▶ [Rows]:
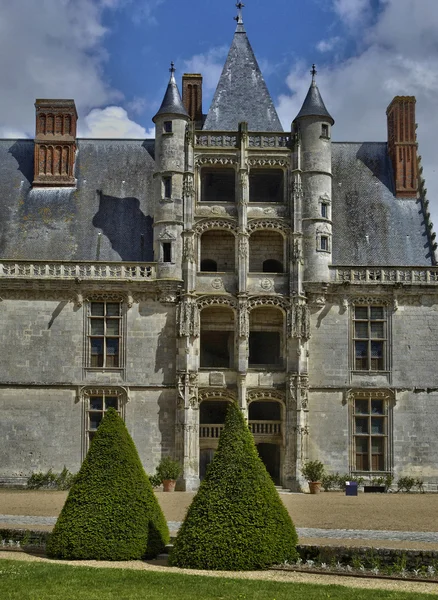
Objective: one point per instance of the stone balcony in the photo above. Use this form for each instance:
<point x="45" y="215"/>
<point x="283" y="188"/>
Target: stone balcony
<point x="268" y="429"/>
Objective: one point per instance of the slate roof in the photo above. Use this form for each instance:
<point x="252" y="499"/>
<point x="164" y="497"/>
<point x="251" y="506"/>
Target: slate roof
<point x="313" y="105"/>
<point x="172" y="103"/>
<point x="114" y="196"/>
<point x="241" y="94"/>
<point x="370" y="225"/>
<point x="63" y="224"/>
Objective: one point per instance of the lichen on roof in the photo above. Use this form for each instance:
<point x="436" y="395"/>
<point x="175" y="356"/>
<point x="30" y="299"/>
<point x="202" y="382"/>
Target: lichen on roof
<point x="241" y="94"/>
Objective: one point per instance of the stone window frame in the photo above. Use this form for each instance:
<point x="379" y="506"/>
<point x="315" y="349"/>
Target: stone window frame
<point x="325" y="131"/>
<point x="167" y="127"/>
<point x="323" y="240"/>
<point x="359" y="418"/>
<point x="166" y="187"/>
<point x="166" y="237"/>
<point x="86" y="394"/>
<point x="385" y="340"/>
<point x="107" y="299"/>
<point x="280" y="329"/>
<point x="216" y="165"/>
<point x="268" y="167"/>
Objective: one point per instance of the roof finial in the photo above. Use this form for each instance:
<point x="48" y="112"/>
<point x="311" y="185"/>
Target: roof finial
<point x="239" y="17"/>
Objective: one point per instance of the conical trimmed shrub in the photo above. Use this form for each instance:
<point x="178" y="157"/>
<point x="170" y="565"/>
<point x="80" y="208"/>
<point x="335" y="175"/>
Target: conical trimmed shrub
<point x="111" y="512"/>
<point x="236" y="521"/>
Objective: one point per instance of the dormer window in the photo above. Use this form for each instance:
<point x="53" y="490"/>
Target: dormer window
<point x="218" y="184"/>
<point x="167" y="187"/>
<point x="266" y="185"/>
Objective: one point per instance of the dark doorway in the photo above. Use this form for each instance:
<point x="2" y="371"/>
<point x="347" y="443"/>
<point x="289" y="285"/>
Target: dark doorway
<point x="270" y="455"/>
<point x="205" y="458"/>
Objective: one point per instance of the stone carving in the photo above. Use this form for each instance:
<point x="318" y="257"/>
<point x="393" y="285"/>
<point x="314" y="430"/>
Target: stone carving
<point x="43" y="270"/>
<point x="189" y="249"/>
<point x="300" y="320"/>
<point x="214" y="159"/>
<point x="187" y="390"/>
<point x="216" y="140"/>
<point x="299" y="390"/>
<point x="370" y="300"/>
<point x="256" y="301"/>
<point x="216" y="301"/>
<point x="257" y="394"/>
<point x="268" y="162"/>
<point x="207" y="224"/>
<point x="243" y="319"/>
<point x="297" y="251"/>
<point x="166" y="235"/>
<point x="188" y="186"/>
<point x="243" y="245"/>
<point x="217" y="283"/>
<point x="216" y="394"/>
<point x="167" y="292"/>
<point x="188" y="318"/>
<point x="269" y="224"/>
<point x="267" y="284"/>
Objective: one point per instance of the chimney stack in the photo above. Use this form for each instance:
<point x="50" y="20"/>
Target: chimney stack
<point x="192" y="96"/>
<point x="402" y="145"/>
<point x="55" y="143"/>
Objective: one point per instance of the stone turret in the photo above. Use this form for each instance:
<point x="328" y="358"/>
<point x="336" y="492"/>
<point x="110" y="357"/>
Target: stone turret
<point x="402" y="145"/>
<point x="313" y="128"/>
<point x="170" y="124"/>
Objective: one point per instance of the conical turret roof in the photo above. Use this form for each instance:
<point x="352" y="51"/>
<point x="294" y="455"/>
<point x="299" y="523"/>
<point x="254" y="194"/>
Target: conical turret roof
<point x="313" y="105"/>
<point x="241" y="94"/>
<point x="172" y="103"/>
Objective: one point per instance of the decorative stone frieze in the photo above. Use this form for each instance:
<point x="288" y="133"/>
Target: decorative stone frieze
<point x="210" y="224"/>
<point x="268" y="224"/>
<point x="278" y="161"/>
<point x="216" y="394"/>
<point x="214" y="159"/>
<point x="187" y="390"/>
<point x="188" y="318"/>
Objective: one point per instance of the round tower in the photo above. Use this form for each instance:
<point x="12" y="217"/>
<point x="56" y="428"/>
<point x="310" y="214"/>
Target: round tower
<point x="313" y="125"/>
<point x="170" y="135"/>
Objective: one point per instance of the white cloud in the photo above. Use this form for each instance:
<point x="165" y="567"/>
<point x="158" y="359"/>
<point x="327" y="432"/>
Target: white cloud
<point x="210" y="64"/>
<point x="112" y="122"/>
<point x="329" y="44"/>
<point x="50" y="49"/>
<point x="357" y="91"/>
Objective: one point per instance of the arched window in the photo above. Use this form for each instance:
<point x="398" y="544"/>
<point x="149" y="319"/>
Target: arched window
<point x="208" y="264"/>
<point x="272" y="266"/>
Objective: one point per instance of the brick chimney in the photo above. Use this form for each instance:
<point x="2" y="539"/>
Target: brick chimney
<point x="402" y="145"/>
<point x="55" y="143"/>
<point x="192" y="95"/>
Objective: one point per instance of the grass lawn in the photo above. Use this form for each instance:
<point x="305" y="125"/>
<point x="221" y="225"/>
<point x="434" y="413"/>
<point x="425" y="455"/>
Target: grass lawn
<point x="37" y="581"/>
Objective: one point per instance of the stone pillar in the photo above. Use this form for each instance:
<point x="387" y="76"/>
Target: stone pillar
<point x="187" y="430"/>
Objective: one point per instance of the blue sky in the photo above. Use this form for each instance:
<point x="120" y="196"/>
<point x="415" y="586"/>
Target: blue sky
<point x="112" y="57"/>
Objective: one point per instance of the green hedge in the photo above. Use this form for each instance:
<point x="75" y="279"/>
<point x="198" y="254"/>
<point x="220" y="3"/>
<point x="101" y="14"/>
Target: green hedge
<point x="236" y="520"/>
<point x="111" y="512"/>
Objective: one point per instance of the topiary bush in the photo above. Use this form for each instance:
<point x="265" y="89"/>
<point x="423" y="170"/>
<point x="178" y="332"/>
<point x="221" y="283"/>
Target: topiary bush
<point x="111" y="512"/>
<point x="236" y="521"/>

▶ [Written instruction]: Can you give back the lines of the listing from the one containing "Objective: one point per instance of the blue" through the end of the listing, with "topiary bush" changed to "clipped shrub" and everything else left as it is?

▶ [Problem solution]:
Objective: one point per instance of the blue sky in the photo above. Use this form for each instance:
<point x="120" y="196"/>
<point x="415" y="586"/>
Target: blue sky
<point x="112" y="57"/>
Objective: one point per instance of the green hedge in the photo above. Use this form for each instance:
<point x="75" y="279"/>
<point x="198" y="254"/>
<point x="220" y="3"/>
<point x="101" y="14"/>
Target: green hedge
<point x="236" y="520"/>
<point x="111" y="512"/>
Objective: one point per instance of the clipped shrub in the photo above. Use this form for each instance:
<point x="265" y="89"/>
<point x="423" y="170"/>
<point x="178" y="332"/>
<point x="221" y="283"/>
Target: clipped shrub
<point x="111" y="512"/>
<point x="236" y="521"/>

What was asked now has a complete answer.